Extracted records section start

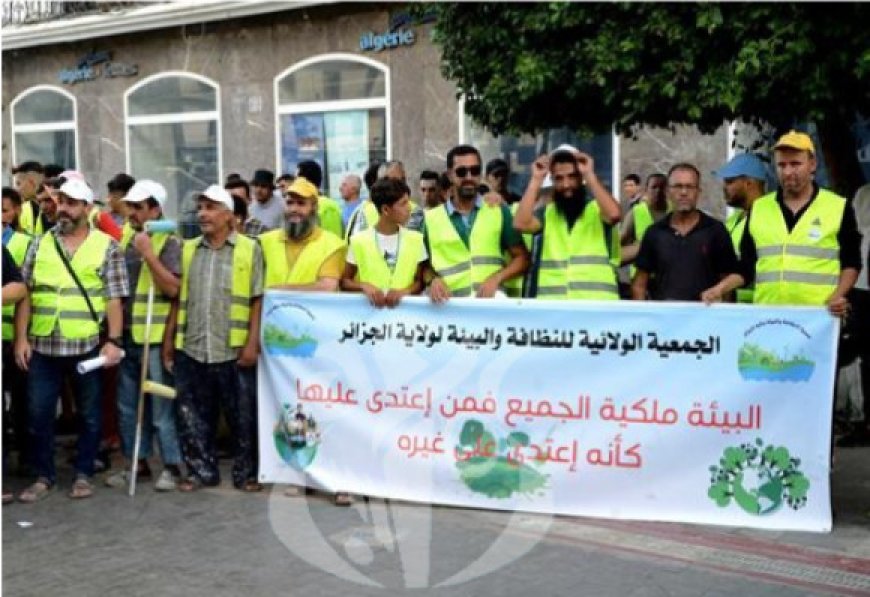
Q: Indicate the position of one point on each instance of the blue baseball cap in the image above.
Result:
(743, 164)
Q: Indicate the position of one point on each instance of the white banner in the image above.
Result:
(670, 412)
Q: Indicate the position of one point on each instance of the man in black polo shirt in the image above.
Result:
(685, 253)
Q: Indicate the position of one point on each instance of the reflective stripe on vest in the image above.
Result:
(17, 247)
(801, 267)
(162, 304)
(240, 300)
(56, 299)
(372, 266)
(577, 264)
(307, 265)
(463, 268)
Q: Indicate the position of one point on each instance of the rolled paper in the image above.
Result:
(153, 226)
(158, 389)
(91, 364)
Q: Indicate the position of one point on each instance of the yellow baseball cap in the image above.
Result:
(303, 188)
(796, 140)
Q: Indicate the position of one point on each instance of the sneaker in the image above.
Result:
(166, 482)
(118, 479)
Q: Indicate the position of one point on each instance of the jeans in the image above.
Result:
(204, 388)
(44, 380)
(159, 414)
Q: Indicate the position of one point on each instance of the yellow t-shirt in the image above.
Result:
(333, 267)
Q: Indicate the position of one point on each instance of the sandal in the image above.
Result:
(36, 492)
(81, 489)
(251, 486)
(189, 484)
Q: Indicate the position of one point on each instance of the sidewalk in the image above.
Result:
(224, 542)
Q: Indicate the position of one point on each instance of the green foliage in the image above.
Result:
(525, 67)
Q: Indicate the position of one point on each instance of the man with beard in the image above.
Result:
(686, 252)
(216, 345)
(267, 206)
(76, 277)
(328, 211)
(467, 238)
(803, 246)
(743, 180)
(579, 243)
(303, 256)
(151, 259)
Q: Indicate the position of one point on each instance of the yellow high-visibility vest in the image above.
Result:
(372, 266)
(801, 267)
(17, 246)
(307, 265)
(55, 297)
(240, 301)
(162, 303)
(577, 264)
(462, 268)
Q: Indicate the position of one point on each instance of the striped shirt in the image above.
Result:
(210, 280)
(113, 272)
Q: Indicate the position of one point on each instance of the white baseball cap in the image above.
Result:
(218, 194)
(143, 189)
(77, 189)
(564, 147)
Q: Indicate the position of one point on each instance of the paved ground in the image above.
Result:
(223, 542)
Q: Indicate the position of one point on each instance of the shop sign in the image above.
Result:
(399, 34)
(97, 65)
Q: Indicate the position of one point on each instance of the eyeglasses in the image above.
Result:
(463, 171)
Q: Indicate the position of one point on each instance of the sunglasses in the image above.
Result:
(463, 171)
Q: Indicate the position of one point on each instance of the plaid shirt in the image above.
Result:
(209, 292)
(114, 275)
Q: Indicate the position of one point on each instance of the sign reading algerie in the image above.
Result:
(95, 65)
(399, 33)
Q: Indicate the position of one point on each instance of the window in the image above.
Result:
(44, 127)
(520, 152)
(333, 109)
(174, 137)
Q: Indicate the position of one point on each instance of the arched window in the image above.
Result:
(333, 109)
(44, 127)
(174, 136)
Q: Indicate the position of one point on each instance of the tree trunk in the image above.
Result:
(841, 155)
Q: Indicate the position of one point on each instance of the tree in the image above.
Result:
(524, 67)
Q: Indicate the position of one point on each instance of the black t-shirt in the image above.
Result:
(11, 273)
(682, 267)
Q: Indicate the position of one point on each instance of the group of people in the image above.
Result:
(191, 308)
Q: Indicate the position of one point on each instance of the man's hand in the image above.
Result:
(838, 305)
(488, 288)
(438, 291)
(23, 352)
(541, 167)
(493, 198)
(112, 354)
(167, 355)
(375, 295)
(142, 242)
(393, 297)
(712, 295)
(248, 355)
(585, 164)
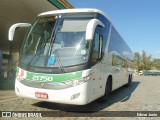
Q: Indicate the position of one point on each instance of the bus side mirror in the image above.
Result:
(13, 28)
(91, 26)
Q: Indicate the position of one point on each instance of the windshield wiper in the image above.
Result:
(59, 62)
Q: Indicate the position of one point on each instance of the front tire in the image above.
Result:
(108, 90)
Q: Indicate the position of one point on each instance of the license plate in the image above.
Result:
(41, 95)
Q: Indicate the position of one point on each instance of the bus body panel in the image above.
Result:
(113, 63)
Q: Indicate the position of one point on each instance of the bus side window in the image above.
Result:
(97, 49)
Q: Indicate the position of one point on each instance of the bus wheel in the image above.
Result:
(129, 81)
(107, 90)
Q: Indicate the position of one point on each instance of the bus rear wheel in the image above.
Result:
(107, 90)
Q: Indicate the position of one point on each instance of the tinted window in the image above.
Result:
(118, 45)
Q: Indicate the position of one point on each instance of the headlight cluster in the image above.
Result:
(19, 78)
(77, 81)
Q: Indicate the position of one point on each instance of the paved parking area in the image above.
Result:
(142, 95)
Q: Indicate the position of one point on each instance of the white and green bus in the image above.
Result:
(71, 56)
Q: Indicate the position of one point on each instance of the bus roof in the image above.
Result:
(78, 10)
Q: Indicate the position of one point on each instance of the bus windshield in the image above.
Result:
(55, 42)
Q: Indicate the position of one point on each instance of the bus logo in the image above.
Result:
(42, 85)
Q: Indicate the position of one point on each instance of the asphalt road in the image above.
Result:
(143, 95)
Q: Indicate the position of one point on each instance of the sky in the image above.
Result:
(137, 21)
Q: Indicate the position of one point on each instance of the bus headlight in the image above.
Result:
(77, 81)
(19, 78)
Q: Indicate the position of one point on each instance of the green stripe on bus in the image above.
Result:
(53, 77)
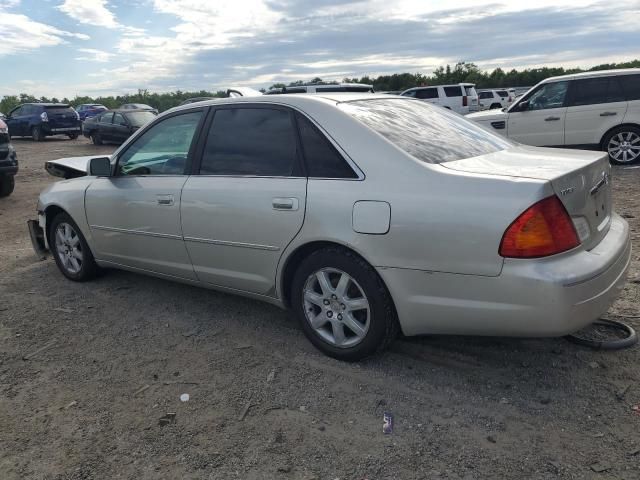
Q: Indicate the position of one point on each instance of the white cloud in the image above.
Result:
(92, 12)
(18, 33)
(93, 55)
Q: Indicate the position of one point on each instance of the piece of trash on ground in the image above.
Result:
(387, 423)
(599, 467)
(140, 390)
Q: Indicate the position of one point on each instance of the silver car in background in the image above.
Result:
(364, 214)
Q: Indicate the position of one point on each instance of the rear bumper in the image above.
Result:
(532, 298)
(60, 130)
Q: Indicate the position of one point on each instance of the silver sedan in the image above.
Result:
(364, 214)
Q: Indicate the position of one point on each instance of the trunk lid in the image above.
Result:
(580, 179)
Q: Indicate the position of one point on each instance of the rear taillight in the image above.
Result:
(543, 229)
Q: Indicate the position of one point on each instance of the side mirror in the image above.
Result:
(100, 167)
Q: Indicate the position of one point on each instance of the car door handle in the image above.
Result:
(164, 199)
(285, 204)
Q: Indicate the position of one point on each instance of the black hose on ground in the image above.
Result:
(616, 344)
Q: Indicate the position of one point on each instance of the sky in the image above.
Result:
(64, 48)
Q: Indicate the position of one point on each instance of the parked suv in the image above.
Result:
(40, 120)
(461, 98)
(8, 162)
(592, 110)
(490, 99)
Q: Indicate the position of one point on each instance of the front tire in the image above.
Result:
(343, 307)
(7, 184)
(70, 250)
(623, 145)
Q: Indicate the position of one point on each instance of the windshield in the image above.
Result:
(430, 133)
(138, 119)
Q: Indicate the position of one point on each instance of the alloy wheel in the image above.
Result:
(336, 307)
(69, 248)
(624, 147)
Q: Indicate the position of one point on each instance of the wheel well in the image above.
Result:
(622, 125)
(299, 255)
(50, 213)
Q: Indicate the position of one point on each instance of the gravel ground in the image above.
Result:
(87, 372)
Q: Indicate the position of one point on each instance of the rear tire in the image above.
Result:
(70, 250)
(36, 134)
(342, 305)
(7, 184)
(623, 145)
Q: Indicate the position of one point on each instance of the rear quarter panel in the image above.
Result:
(440, 220)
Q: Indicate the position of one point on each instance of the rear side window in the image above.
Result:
(427, 93)
(591, 91)
(631, 86)
(428, 133)
(321, 158)
(250, 141)
(453, 91)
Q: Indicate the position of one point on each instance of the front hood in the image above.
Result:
(487, 116)
(70, 167)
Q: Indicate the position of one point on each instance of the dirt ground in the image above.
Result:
(87, 371)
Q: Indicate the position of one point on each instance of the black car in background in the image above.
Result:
(8, 162)
(115, 125)
(138, 106)
(40, 120)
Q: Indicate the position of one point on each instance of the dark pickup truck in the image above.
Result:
(8, 162)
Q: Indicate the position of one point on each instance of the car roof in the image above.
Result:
(63, 105)
(595, 73)
(295, 99)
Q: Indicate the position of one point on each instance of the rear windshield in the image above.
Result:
(58, 109)
(431, 134)
(138, 119)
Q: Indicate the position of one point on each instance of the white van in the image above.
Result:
(593, 110)
(461, 98)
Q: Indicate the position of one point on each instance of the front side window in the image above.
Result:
(453, 91)
(321, 158)
(549, 95)
(163, 149)
(250, 141)
(427, 93)
(430, 134)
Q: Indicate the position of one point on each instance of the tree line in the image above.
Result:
(460, 72)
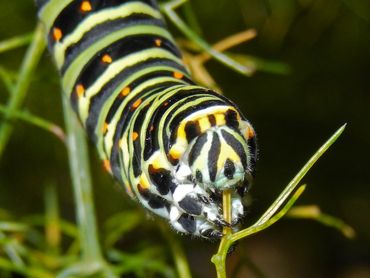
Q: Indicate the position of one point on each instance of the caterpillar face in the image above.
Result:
(218, 158)
(173, 145)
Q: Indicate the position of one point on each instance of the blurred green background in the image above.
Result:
(326, 44)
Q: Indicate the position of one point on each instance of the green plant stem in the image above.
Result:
(15, 42)
(181, 262)
(169, 10)
(81, 181)
(180, 259)
(298, 177)
(28, 66)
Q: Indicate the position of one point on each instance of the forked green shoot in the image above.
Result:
(276, 211)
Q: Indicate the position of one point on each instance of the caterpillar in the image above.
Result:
(175, 146)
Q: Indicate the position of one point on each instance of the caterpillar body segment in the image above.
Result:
(175, 146)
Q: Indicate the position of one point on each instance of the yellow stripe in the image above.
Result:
(98, 18)
(108, 138)
(116, 68)
(77, 65)
(51, 10)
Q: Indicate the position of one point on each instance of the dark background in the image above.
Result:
(326, 43)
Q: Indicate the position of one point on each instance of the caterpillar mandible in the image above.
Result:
(175, 146)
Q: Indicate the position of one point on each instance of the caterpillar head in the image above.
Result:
(221, 159)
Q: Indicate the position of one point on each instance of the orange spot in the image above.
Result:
(125, 91)
(106, 165)
(120, 143)
(158, 42)
(250, 133)
(57, 34)
(135, 135)
(80, 90)
(85, 6)
(178, 75)
(136, 104)
(105, 127)
(106, 59)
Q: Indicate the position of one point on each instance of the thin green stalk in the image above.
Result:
(92, 259)
(28, 66)
(7, 79)
(53, 233)
(181, 262)
(169, 10)
(15, 42)
(81, 181)
(298, 177)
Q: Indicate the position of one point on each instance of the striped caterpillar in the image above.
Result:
(175, 146)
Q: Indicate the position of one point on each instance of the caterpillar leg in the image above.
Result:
(195, 225)
(193, 200)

Extracted records section end

**Task prompt**
Using the records above, work out the number of lines that contain "striped" and write only that number.

**Output below**
2